Task description: Would you write out, word for word, only the lines from the one containing "[tag] one dot per instance, sample [95,7]." through the very last line, both ends included?

Records:
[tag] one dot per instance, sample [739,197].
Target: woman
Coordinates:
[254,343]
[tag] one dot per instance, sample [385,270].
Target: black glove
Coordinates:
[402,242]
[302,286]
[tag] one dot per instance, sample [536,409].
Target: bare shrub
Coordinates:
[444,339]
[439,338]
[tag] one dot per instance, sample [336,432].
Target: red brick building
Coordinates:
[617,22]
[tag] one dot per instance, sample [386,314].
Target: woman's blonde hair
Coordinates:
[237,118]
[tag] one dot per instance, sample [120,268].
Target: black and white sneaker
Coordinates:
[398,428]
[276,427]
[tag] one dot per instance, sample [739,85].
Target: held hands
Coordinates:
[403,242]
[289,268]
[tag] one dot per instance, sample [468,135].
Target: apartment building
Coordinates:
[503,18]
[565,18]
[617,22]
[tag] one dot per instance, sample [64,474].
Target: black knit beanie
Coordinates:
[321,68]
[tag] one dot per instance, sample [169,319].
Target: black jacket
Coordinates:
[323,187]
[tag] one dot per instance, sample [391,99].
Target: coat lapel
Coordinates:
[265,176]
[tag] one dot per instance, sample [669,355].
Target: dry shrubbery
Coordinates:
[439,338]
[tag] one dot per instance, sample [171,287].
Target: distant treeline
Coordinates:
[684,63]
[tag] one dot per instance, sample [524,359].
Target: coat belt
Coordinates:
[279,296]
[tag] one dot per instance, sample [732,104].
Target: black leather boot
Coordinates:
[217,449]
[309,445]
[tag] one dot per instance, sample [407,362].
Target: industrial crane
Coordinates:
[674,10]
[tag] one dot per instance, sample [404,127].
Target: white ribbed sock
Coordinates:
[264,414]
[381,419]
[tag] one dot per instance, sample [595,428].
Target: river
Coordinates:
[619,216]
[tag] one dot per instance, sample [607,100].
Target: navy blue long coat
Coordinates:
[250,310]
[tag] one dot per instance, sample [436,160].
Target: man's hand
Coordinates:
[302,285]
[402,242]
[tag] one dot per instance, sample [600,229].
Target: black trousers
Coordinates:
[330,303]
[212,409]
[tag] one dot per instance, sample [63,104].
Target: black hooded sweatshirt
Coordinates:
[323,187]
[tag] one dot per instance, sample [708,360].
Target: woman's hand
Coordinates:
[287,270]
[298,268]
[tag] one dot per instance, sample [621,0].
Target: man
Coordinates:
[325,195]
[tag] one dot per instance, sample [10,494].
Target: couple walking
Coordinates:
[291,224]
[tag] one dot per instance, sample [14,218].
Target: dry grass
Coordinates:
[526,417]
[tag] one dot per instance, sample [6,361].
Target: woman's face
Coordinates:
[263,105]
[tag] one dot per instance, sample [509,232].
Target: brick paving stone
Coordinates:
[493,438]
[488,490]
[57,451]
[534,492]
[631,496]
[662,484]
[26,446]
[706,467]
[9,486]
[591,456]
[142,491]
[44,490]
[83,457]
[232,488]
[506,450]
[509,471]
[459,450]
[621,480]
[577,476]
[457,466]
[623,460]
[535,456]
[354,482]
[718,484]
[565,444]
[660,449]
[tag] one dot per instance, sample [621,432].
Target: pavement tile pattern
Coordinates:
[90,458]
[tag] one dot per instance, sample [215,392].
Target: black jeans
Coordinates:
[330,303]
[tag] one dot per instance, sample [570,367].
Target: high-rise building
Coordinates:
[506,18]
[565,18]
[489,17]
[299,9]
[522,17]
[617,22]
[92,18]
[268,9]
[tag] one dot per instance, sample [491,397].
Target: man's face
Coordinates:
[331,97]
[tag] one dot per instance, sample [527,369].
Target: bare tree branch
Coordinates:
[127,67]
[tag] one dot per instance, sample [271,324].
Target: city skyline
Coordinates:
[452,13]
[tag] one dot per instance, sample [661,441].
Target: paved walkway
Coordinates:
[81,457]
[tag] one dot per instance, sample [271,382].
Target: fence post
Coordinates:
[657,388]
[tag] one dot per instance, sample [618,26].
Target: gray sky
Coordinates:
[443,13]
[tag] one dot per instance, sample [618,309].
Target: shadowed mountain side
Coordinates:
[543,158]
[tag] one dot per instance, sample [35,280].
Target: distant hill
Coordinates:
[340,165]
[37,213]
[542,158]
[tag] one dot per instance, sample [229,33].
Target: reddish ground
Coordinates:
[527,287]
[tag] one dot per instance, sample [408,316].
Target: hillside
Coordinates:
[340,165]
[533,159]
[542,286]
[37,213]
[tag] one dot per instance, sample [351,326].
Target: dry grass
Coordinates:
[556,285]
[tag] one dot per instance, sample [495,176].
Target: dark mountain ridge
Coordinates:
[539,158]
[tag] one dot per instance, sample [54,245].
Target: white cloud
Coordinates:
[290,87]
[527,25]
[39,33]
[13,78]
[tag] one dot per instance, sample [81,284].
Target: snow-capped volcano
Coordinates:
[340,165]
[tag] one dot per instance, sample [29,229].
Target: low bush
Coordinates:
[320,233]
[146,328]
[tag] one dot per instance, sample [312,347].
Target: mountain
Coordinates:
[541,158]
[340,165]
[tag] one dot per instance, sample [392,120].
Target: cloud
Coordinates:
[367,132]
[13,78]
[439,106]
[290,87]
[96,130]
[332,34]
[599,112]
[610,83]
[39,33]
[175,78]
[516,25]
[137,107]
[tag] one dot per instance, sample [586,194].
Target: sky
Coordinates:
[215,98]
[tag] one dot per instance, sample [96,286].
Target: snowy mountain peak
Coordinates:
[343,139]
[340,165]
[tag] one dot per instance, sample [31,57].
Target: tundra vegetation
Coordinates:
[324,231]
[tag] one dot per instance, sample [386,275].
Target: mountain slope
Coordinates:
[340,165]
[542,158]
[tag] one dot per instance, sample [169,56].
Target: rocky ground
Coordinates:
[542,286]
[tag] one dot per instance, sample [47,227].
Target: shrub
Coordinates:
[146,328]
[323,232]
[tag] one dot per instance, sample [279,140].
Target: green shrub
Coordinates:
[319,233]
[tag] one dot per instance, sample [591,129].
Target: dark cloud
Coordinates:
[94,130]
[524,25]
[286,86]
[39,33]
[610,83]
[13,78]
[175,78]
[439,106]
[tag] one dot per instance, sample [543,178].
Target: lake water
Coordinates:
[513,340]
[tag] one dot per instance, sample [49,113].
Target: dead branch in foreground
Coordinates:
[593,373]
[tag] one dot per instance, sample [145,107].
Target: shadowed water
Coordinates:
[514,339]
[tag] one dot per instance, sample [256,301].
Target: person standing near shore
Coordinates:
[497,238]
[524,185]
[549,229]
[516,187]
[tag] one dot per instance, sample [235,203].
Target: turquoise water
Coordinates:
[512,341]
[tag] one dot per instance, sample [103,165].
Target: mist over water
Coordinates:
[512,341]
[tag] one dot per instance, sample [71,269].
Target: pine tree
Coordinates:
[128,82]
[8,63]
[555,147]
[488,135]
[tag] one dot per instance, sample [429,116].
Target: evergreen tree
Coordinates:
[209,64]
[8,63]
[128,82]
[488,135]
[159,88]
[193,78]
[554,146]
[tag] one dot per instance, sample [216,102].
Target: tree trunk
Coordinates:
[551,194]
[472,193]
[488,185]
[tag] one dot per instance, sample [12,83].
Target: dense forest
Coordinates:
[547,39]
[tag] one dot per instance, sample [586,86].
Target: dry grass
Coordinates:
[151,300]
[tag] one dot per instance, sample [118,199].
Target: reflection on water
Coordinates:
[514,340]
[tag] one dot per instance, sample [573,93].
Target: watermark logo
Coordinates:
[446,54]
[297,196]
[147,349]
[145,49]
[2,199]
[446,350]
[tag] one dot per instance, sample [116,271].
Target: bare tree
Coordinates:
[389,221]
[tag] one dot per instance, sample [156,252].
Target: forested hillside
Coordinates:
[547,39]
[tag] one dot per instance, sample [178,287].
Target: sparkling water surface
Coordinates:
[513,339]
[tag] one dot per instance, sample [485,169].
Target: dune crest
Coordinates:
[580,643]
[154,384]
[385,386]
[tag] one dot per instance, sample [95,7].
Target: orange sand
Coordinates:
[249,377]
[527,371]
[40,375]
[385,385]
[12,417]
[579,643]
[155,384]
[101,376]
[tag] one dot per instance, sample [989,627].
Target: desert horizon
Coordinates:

Exercise response:
[tag] one dot per instance, sample [95,7].
Target: orange sand
Coordinates:
[249,377]
[527,371]
[40,375]
[385,385]
[12,417]
[579,643]
[155,384]
[101,376]
[tag] one dot per instance, sample [989,627].
Target: desert horizon
Coordinates:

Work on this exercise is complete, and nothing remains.